═══ Trecho
Entendo que o Superior Tribunal de Justiça, através do recurso especial, exerce
uma função importantíssima, que é a de evitar a existência de divergências a
respeito da inteligência da lei federal. Caso aprovada a PEC, há o risco de o
Código Civil, o Código Penal, o Código Penal, enfim, de as leis federais serem
interpretadas de modo diferente, em cada um dos Estados do país. Temos que
encontrar uma alternativa mais moderada à solução proposta na PEC. Por exemplo,
defendo que o requisito não seja exigido na hipótese de recurso especial
interposto contra decisão que der à lei federal interpretação divergente da que
lhe haja dado outro tribunal.
O senhor considera adequado o atual
modelo de recrutamento de ministros para o STF?
Entendo que devemos tentar caminhar
no sentido de ter, em nosso direito, algo mais aproximado de uma verdadeira
corte constitucional. E uma das mudanças que devem ser feitas para que
alcancemos isso é o aperfeiçoamento no modo de escolha dos juízes do STF. O
critério atual, em si mesmo, não é ruim, e se parece com o existente em outros países.
══════
═══ Registros armazenados
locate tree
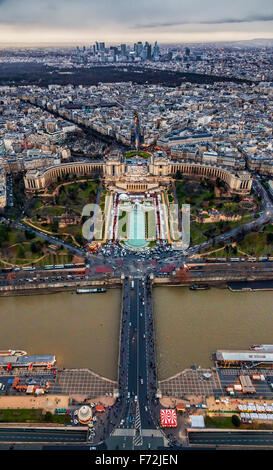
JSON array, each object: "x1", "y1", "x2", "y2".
[
  {"x1": 174, "y1": 170, "x2": 182, "y2": 180},
  {"x1": 266, "y1": 233, "x2": 273, "y2": 243},
  {"x1": 45, "y1": 411, "x2": 52, "y2": 423},
  {"x1": 231, "y1": 415, "x2": 241, "y2": 428}
]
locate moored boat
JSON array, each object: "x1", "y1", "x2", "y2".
[
  {"x1": 0, "y1": 349, "x2": 27, "y2": 356},
  {"x1": 77, "y1": 287, "x2": 106, "y2": 294},
  {"x1": 190, "y1": 284, "x2": 209, "y2": 290},
  {"x1": 249, "y1": 344, "x2": 273, "y2": 351}
]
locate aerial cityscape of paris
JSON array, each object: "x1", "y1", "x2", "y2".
[{"x1": 0, "y1": 0, "x2": 273, "y2": 458}]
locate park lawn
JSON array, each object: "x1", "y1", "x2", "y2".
[
  {"x1": 205, "y1": 415, "x2": 273, "y2": 430},
  {"x1": 237, "y1": 232, "x2": 273, "y2": 256},
  {"x1": 0, "y1": 408, "x2": 71, "y2": 424},
  {"x1": 123, "y1": 150, "x2": 151, "y2": 158}
]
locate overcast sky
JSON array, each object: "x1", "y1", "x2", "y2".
[{"x1": 0, "y1": 0, "x2": 273, "y2": 43}]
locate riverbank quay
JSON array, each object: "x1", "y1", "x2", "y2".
[{"x1": 0, "y1": 278, "x2": 122, "y2": 296}]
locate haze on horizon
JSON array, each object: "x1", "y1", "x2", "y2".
[{"x1": 0, "y1": 0, "x2": 273, "y2": 45}]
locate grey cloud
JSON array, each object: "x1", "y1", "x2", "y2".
[{"x1": 133, "y1": 14, "x2": 273, "y2": 29}]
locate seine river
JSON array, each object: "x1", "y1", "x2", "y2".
[
  {"x1": 0, "y1": 289, "x2": 121, "y2": 380},
  {"x1": 153, "y1": 287, "x2": 273, "y2": 379},
  {"x1": 0, "y1": 287, "x2": 273, "y2": 379}
]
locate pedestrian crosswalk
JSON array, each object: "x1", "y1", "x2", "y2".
[{"x1": 133, "y1": 402, "x2": 143, "y2": 446}]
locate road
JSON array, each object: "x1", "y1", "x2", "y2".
[
  {"x1": 189, "y1": 431, "x2": 273, "y2": 447},
  {"x1": 113, "y1": 277, "x2": 163, "y2": 449},
  {"x1": 0, "y1": 427, "x2": 87, "y2": 443}
]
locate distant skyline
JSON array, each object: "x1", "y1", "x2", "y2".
[{"x1": 0, "y1": 0, "x2": 273, "y2": 45}]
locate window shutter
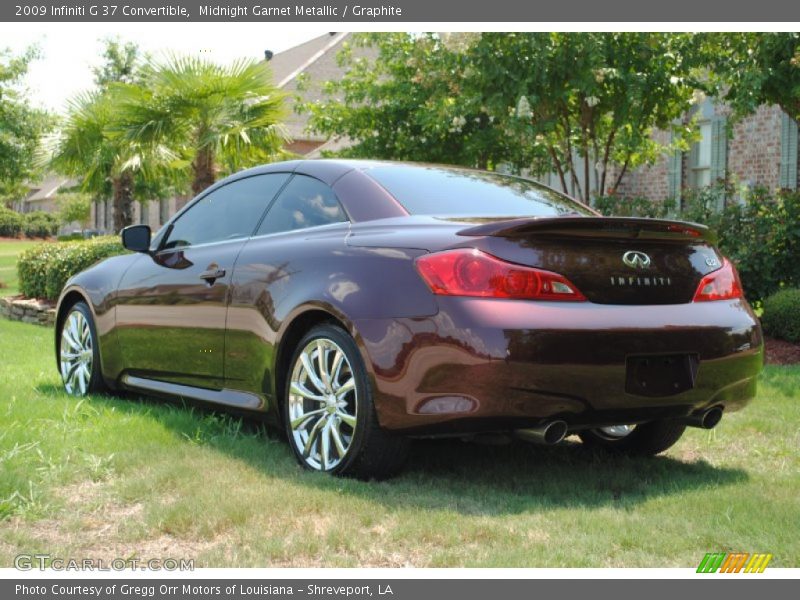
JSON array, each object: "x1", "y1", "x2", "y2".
[
  {"x1": 711, "y1": 117, "x2": 728, "y2": 183},
  {"x1": 667, "y1": 133, "x2": 683, "y2": 203},
  {"x1": 779, "y1": 113, "x2": 797, "y2": 190},
  {"x1": 711, "y1": 116, "x2": 728, "y2": 210}
]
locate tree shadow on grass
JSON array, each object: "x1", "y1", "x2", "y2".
[{"x1": 37, "y1": 385, "x2": 748, "y2": 515}]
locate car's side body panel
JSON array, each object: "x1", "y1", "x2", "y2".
[
  {"x1": 110, "y1": 240, "x2": 245, "y2": 388},
  {"x1": 56, "y1": 161, "x2": 763, "y2": 442},
  {"x1": 225, "y1": 224, "x2": 437, "y2": 420},
  {"x1": 356, "y1": 297, "x2": 763, "y2": 433}
]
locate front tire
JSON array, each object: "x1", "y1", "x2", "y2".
[
  {"x1": 578, "y1": 419, "x2": 686, "y2": 456},
  {"x1": 58, "y1": 302, "x2": 106, "y2": 396},
  {"x1": 283, "y1": 324, "x2": 409, "y2": 479}
]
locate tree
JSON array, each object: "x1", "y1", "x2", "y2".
[
  {"x1": 50, "y1": 90, "x2": 134, "y2": 231},
  {"x1": 117, "y1": 57, "x2": 288, "y2": 194},
  {"x1": 92, "y1": 38, "x2": 143, "y2": 89},
  {"x1": 473, "y1": 32, "x2": 700, "y2": 202},
  {"x1": 701, "y1": 32, "x2": 800, "y2": 123},
  {"x1": 301, "y1": 33, "x2": 699, "y2": 201},
  {"x1": 0, "y1": 49, "x2": 53, "y2": 201},
  {"x1": 50, "y1": 40, "x2": 176, "y2": 231},
  {"x1": 56, "y1": 192, "x2": 92, "y2": 230}
]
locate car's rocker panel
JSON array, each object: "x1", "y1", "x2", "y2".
[{"x1": 55, "y1": 161, "x2": 763, "y2": 475}]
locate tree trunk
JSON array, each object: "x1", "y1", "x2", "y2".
[
  {"x1": 192, "y1": 148, "x2": 217, "y2": 196},
  {"x1": 112, "y1": 173, "x2": 133, "y2": 233}
]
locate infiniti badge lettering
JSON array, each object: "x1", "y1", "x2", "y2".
[{"x1": 622, "y1": 250, "x2": 650, "y2": 269}]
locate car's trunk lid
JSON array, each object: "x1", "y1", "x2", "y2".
[{"x1": 458, "y1": 217, "x2": 722, "y2": 304}]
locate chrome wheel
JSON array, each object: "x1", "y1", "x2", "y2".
[
  {"x1": 288, "y1": 338, "x2": 358, "y2": 471},
  {"x1": 60, "y1": 310, "x2": 94, "y2": 396},
  {"x1": 593, "y1": 425, "x2": 636, "y2": 440}
]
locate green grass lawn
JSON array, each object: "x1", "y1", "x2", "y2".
[
  {"x1": 0, "y1": 320, "x2": 800, "y2": 567},
  {"x1": 0, "y1": 240, "x2": 41, "y2": 296}
]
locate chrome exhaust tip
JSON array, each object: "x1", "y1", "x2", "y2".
[
  {"x1": 514, "y1": 421, "x2": 567, "y2": 446},
  {"x1": 683, "y1": 406, "x2": 722, "y2": 429}
]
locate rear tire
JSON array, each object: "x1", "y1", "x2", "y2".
[
  {"x1": 578, "y1": 419, "x2": 686, "y2": 456},
  {"x1": 283, "y1": 324, "x2": 410, "y2": 479}
]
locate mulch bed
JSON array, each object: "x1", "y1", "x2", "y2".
[{"x1": 764, "y1": 338, "x2": 800, "y2": 365}]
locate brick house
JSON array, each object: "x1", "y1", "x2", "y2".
[{"x1": 616, "y1": 99, "x2": 800, "y2": 205}]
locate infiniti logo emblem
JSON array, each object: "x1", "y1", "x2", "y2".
[{"x1": 622, "y1": 250, "x2": 650, "y2": 269}]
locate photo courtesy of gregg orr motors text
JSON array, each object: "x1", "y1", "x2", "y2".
[
  {"x1": 13, "y1": 2, "x2": 403, "y2": 20},
  {"x1": 14, "y1": 583, "x2": 394, "y2": 598}
]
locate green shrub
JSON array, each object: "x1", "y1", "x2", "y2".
[
  {"x1": 22, "y1": 210, "x2": 59, "y2": 238},
  {"x1": 594, "y1": 196, "x2": 675, "y2": 219},
  {"x1": 761, "y1": 289, "x2": 800, "y2": 343},
  {"x1": 0, "y1": 205, "x2": 23, "y2": 237},
  {"x1": 17, "y1": 243, "x2": 60, "y2": 298},
  {"x1": 17, "y1": 236, "x2": 125, "y2": 300}
]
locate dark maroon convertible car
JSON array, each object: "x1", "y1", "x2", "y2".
[{"x1": 56, "y1": 160, "x2": 763, "y2": 477}]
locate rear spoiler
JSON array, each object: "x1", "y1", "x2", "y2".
[{"x1": 458, "y1": 216, "x2": 717, "y2": 244}]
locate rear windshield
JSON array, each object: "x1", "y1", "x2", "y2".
[{"x1": 366, "y1": 166, "x2": 593, "y2": 217}]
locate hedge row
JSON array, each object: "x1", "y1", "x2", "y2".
[
  {"x1": 17, "y1": 236, "x2": 125, "y2": 300},
  {"x1": 0, "y1": 205, "x2": 59, "y2": 238},
  {"x1": 761, "y1": 289, "x2": 800, "y2": 343}
]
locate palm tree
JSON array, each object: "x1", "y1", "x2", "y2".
[
  {"x1": 112, "y1": 57, "x2": 288, "y2": 194},
  {"x1": 50, "y1": 91, "x2": 133, "y2": 231},
  {"x1": 49, "y1": 91, "x2": 175, "y2": 231}
]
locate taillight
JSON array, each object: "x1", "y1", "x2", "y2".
[
  {"x1": 694, "y1": 258, "x2": 743, "y2": 302},
  {"x1": 416, "y1": 248, "x2": 586, "y2": 302}
]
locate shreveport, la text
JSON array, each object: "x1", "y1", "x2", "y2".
[
  {"x1": 14, "y1": 583, "x2": 394, "y2": 598},
  {"x1": 198, "y1": 4, "x2": 403, "y2": 19}
]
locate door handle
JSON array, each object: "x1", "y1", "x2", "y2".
[{"x1": 200, "y1": 269, "x2": 225, "y2": 285}]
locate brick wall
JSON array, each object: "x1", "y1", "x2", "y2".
[
  {"x1": 728, "y1": 106, "x2": 781, "y2": 189},
  {"x1": 609, "y1": 130, "x2": 670, "y2": 200},
  {"x1": 612, "y1": 106, "x2": 788, "y2": 200}
]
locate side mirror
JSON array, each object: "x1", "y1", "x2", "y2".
[{"x1": 122, "y1": 225, "x2": 151, "y2": 254}]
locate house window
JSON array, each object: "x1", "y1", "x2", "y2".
[{"x1": 689, "y1": 121, "x2": 712, "y2": 188}]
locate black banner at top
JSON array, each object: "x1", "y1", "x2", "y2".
[{"x1": 0, "y1": 0, "x2": 800, "y2": 23}]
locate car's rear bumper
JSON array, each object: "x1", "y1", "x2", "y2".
[{"x1": 356, "y1": 297, "x2": 763, "y2": 434}]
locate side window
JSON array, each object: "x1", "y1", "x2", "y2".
[
  {"x1": 258, "y1": 175, "x2": 347, "y2": 235},
  {"x1": 165, "y1": 173, "x2": 289, "y2": 248}
]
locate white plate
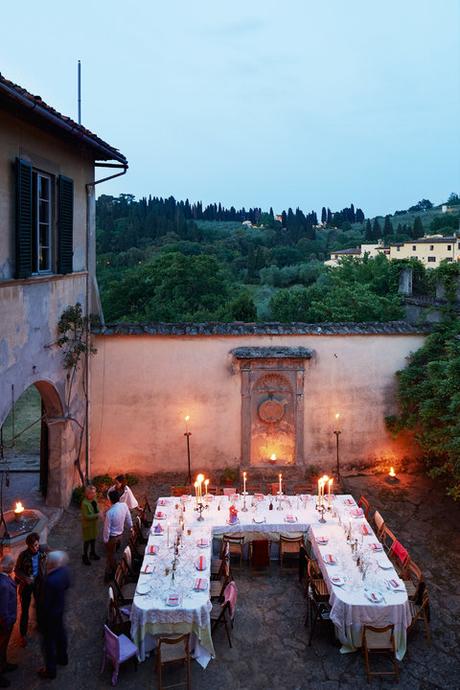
══════
* _O que se pede_
**A.** Reproduza na íntegra e sem qualquer alteração o trecho sobre o recurso especial e a escolha dos ministros do STF.
**B.** Atualize a listagem entre a linha que contém "locate black banner at top" e o final da listagem, ambas as extremidades incluídas, trocando "rear bumper" por "back bumper" e mantendo todo o restante inalterado. Apresente somente essas linhas e omita as imagens.

* _Respostas_
**A.**
Entendo que o Superior Tribunal de Justiça, através do recurso especial, exerce
uma função importantíssima, que é a de evitar a existência de divergências a
respeito da inteligência da lei federal. Caso aprovada a PEC, há o risco de o
Código Civil, o Código Penal, o Código Penal, enfim, de as leis federais serem
interpretadas de modo diferente, em cada um dos Estados do país. Temos que
encontrar uma alternativa mais moderada à solução proposta na PEC. Por exemplo,
defendo que o requisito não seja exigido na hipótese de recurso especial
interposto contra decisão que der à lei federal interpretação divergente da que
lhe haja dado outro tribunal.
O senhor considera adequado o atual
modelo de recrutamento de ministros para o STF?
Entendo que devemos tentar caminhar
no sentido de ter, em nosso direito, algo mais aproximado de uma verdadeira
corte constitucional. E uma das mudanças que devem ser feitas para que
alcancemos isso é o aperfeiçoamento no modo de escolha dos juízes do STF. O
critério atual, em si mesmo, não é ruim, e se parece com o existente em outros países.

**B.**
locate black banner at top
JSON array, each object: "x1", "y1", "x2", "y2".
[{"x1": 0, "y1": 0, "x2": 800, "y2": 23}]
locate car's back bumper
JSON array, each object: "x1", "y1", "x2", "y2".
[{"x1": 356, "y1": 297, "x2": 763, "y2": 434}]
locate side window
JSON array, each object: "x1", "y1", "x2", "y2".
[
  {"x1": 258, "y1": 175, "x2": 347, "y2": 235},
  {"x1": 165, "y1": 173, "x2": 289, "y2": 248}
]
locate white plate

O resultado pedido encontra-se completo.